PASSAGE SHOWN –
- - - -

If you’ve taken a barre, yoga, or Pilates class, you’ve probably encountered a super-hot instructor with lean limbs, long legs, and a tight AF midsection.
You might have also heard her claim that doing these types of workouts can sculpt your body into ballerina form – but can you really?Or are our bodies destined to have the same basic shape regardless of how many plies or downward dogs we do?
As it turns out, you can’t change your frame size, bone structure or the places you store body fat or muscle. All of these depend on your DNA, says exercise physiologist Michelle Olson. Plus, your diet also has major say in your physique, she says. That being said, certain workouts, especially those that involve lifting heavy weights, can obviously have an impact on your muscle definition.
It takes longer to see results with activities like barre or running, where you use less resistance because you’re mostly using your body weight or super-light hand weights, says Olson. “So you’re not going to develop muscles as fast as you would using heavier weights.”
That’s not to say that yoga, barre, and Pilates classes aren’t beneficial for building muscle, they totally are – just in a different way than traditional strength training. It’s also worth noting that if you’re a muscular or curvy, workouts like yoga, barre and running, will keep you looking leaner simply because you’re not putting muscle on quickly. Then again, there’s nothing wrong with training to get bigger muscles instead of smaller bodies. In fact, we highly recommend it!
But the amount of change you see is limited by genetics. “If you tend to carry more weight in your thighs, doing Pilates or running isn’t going to change that,” says Jacque Crockford, an exercise physiologist at the American Council on Exercise. Okay, so working towards the body of your Pilates instructor isn’t going to reverse your natural pear silhouette, but there’s so much more to sweating it out than just trying to re-shape your body. Plus, we think what your mama gave you is damn fine, girl.

- - - -

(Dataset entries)

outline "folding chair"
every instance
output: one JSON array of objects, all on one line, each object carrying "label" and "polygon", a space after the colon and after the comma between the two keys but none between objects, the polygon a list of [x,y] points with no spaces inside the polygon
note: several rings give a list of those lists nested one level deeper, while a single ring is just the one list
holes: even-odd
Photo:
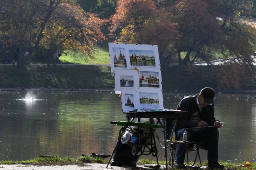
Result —
[{"label": "folding chair", "polygon": [[[170,146],[170,155],[171,156],[170,157],[170,159],[169,160],[169,165],[170,166],[171,166],[172,167],[173,167],[174,163],[175,161],[175,156],[176,154],[176,149],[177,145],[186,145],[186,152],[187,153],[187,162],[188,164],[188,167],[189,167],[189,151],[196,151],[196,152],[195,153],[195,160],[194,161],[194,163],[191,166],[193,166],[195,165],[195,162],[196,161],[196,159],[197,158],[197,156],[198,156],[198,158],[199,159],[199,162],[200,164],[201,167],[202,165],[201,159],[200,158],[200,155],[199,153],[199,149],[200,147],[200,142],[183,142],[182,141],[179,141],[179,140],[175,140],[174,141],[171,142],[171,145],[172,145],[172,147],[171,146]],[[193,146],[195,146],[195,148],[194,147],[193,148],[189,148],[189,145],[193,144]],[[172,164],[171,164],[171,161],[172,161]]]}]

- - - -

ACTIVITY – In the passage on workouts and body shape, where does Jacque Crockford work as an exercise physiologist?

WRITTEN RESPONSE – At the American Council on Exercise.